Reproduce the entries below without any change, from the first line through the line containing "column 22, row 34", including both. Stop after that line.
──────────
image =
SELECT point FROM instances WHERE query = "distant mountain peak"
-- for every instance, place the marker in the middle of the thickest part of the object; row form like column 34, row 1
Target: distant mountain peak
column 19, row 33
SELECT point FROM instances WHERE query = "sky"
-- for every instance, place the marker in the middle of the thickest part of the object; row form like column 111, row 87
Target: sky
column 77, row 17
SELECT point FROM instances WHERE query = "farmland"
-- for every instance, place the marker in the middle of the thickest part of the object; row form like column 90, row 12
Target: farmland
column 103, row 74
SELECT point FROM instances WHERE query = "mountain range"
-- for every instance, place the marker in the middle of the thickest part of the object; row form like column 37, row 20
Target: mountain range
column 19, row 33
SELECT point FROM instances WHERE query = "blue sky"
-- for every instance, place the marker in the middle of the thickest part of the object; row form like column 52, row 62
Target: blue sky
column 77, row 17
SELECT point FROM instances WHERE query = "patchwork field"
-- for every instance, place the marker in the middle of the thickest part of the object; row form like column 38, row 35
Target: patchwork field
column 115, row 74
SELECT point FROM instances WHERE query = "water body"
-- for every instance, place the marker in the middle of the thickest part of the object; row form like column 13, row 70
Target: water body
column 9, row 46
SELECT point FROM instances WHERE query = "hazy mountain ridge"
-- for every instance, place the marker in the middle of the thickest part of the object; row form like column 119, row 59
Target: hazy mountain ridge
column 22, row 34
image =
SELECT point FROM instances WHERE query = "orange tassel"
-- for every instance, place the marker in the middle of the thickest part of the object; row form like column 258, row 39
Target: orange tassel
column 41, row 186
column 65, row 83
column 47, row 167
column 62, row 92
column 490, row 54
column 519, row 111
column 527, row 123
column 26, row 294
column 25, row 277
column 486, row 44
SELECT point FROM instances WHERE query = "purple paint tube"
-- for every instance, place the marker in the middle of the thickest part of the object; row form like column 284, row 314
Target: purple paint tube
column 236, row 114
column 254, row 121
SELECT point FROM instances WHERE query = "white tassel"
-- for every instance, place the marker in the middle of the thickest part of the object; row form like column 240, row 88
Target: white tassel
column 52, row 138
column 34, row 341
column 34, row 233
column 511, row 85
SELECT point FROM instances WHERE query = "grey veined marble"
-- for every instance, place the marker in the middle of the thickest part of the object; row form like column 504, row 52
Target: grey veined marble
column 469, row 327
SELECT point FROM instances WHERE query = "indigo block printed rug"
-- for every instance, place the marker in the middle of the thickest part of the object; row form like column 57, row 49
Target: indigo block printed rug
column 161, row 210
──────────
### Answer for the task
image =
SELECT point FROM instances WHERE query = "distant mountain peak"
-- for every instance, place the marker in the middle of the thickest part of the object; row form like column 34, row 1
Target: distant mountain peak
column 19, row 33
SELECT point FROM instances WHERE query = "sky"
-- for every instance, place the marker in the middle of the thickest part of the object; row form like column 111, row 87
Target: sky
column 77, row 17
SELECT point FROM instances WHERE query = "farmland"
-- for every instance, place the marker in the middle of the thickest part of the object; row form like column 90, row 12
Target: farmland
column 103, row 74
SELECT point FROM instances WHERE query = "mountain range"
-- for every instance, place the marker in the middle of the thickest part of the object; row form like column 37, row 20
Target: mountain range
column 19, row 33
SELECT point FROM instances WHERE query = "blue sky"
-- for every instance, place the marker in the middle of the thickest part of the object; row form like column 52, row 62
Target: blue sky
column 77, row 17
SELECT point FROM instances WHERE query = "patchwork field"
-- for every instance, place the marker in the middle of the thickest part of the object; row form like column 38, row 35
Target: patchwork field
column 115, row 74
SELECT point FROM instances WHERE query = "water body"
-- for every instance, place the marker in the middle of the thickest part of the object; row form like column 13, row 70
Target: water body
column 9, row 46
SELECT point FROM instances WHERE query = "hazy mountain ridge"
-- for every instance, place the marker in the middle of the thickest part of the object; row form like column 119, row 59
Target: hazy mountain ridge
column 22, row 34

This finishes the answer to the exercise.